*Exercise description*: For each line in the records, produce an exact copy.

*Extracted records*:
-*-*-

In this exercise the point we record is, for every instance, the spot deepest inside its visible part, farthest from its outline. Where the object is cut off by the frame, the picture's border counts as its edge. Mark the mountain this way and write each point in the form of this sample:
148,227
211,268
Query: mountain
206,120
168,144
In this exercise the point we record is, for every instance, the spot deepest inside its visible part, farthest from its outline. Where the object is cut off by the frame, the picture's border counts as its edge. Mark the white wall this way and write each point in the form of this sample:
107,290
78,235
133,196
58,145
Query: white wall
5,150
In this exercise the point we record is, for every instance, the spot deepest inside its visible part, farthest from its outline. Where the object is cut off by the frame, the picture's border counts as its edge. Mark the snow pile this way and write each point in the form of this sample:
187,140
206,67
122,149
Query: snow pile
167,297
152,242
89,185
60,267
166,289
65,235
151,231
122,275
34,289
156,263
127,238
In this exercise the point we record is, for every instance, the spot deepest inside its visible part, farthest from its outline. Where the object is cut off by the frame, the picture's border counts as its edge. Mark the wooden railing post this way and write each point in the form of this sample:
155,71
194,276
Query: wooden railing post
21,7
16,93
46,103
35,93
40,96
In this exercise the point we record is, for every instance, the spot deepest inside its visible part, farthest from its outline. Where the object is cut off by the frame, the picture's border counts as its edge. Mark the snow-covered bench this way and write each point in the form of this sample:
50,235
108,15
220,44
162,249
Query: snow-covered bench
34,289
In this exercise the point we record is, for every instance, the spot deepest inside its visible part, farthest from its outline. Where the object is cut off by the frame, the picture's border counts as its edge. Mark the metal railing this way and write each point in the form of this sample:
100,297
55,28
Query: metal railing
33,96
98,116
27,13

-*-*-

*Answer section*:
In this exercise the point we record is, for every instance, the spot deepest inside its visible part, farthest from its outline. Where the object is cut off by the frame, the picture's border counts as its edge. Mark the mountain this way and write each point in the form of this sample:
148,227
211,268
Query: mountain
206,120
168,144
In this exercise the point we record is, for every instance, the spot deepest inside its visible part, farthest from its outline. Where the object is cut off by the frame, the picture's border counts as its edge. Mark the white wall this way and write each point in the form of this sample:
107,290
78,235
133,196
58,145
Query: white wall
5,150
In this exercise the point we record is, for every instance, the spot deepest inside its visible part, farthest from its outline. Where the object is cut off by the frame, the picture's border counts as its edge. Mark the snow pile this way and write each point in the form of this sample:
187,140
206,67
122,149
Query: snow pile
167,297
152,242
89,185
60,267
166,289
65,235
151,231
122,275
34,289
156,263
127,238
In this exercise the point we record is, for every instance, the spot deepest inside its visible part, farthest from its outline. Where the object is cut off by the frame, the picture's border counts as its edge. Mark the wooden railing post this way and write each point in the form of this sample:
155,71
194,276
Query: wooden railing post
21,7
16,93
46,103
35,93
40,96
In this exercise the point we record is, for every instance, the spot deepest inside its visible part, farthest from its outline. Where the object is cut off by the frame, the picture's border counts as its edge. Mark the snow-covered bench this way and write each point in the form of this sample:
50,235
108,15
220,44
162,249
Query: snow-covered bench
34,289
In this exercise the point we record is, for every instance, the spot deepest inside its visible part, farthest from its outline. Where the object is cut off by the frame, the picture's border counts as its edge. Mark the metal railing this way and write each point in the form of this sample:
100,297
55,28
Query: metal railing
33,96
98,116
27,13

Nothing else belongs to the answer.